Given task: Arrange every line of the records below as a Markdown table with the columns "No." and "Text," numbering the rows in order and omitting blank lines. Leave the pictures out of the table.
══ Provided records
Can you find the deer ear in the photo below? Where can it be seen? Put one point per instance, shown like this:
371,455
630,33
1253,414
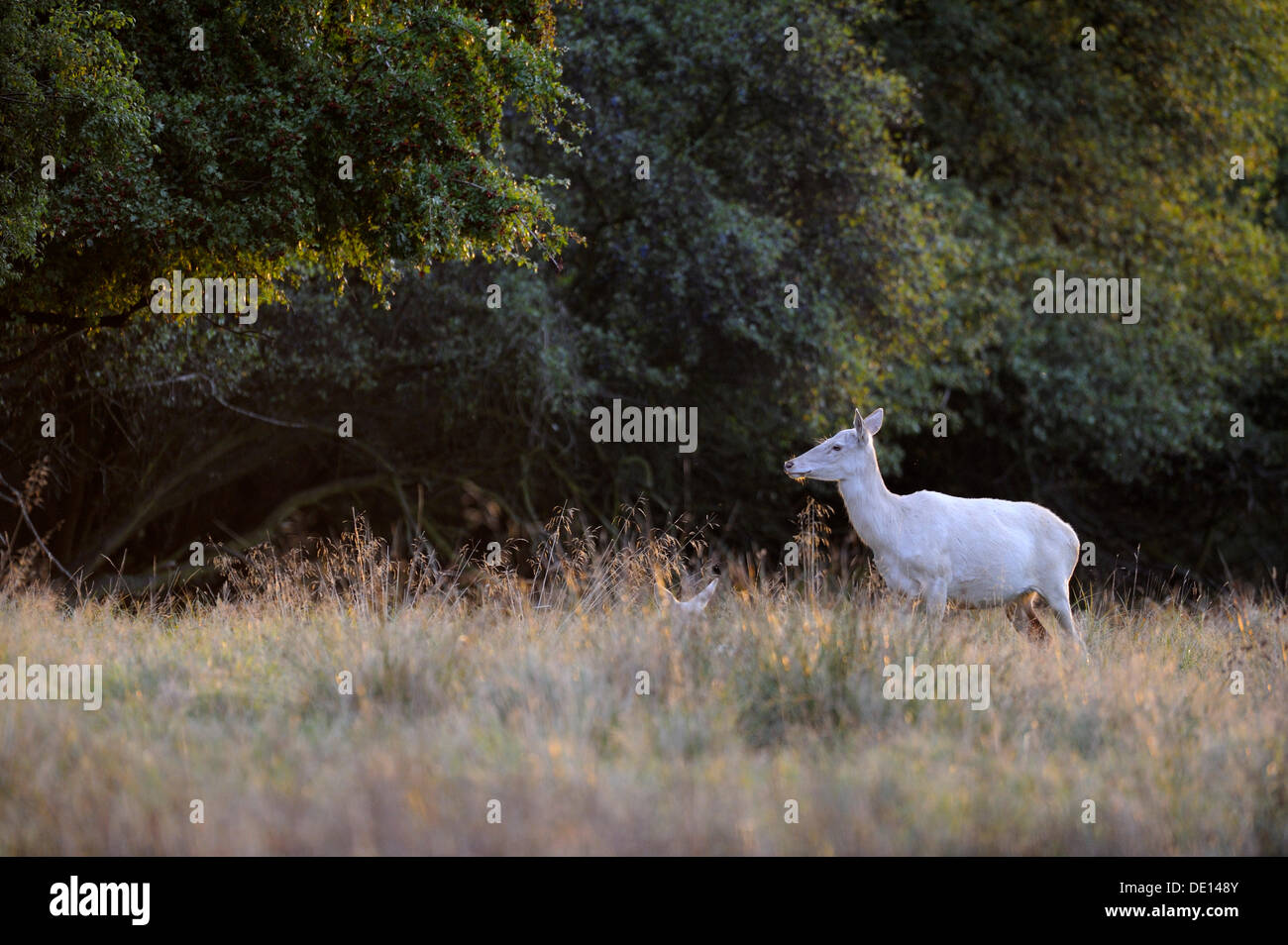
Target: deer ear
872,422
════
Task answer:
| No. | Text |
|---|---|
| 1 | Can you find the deer ear in the photo below? Where can it be seen? Put one point per instance, shown like this: |
| 2 | 371,455 |
| 3 | 630,33 |
| 4 | 1253,414 |
| 5 | Target: deer ear |
| 6 | 872,422 |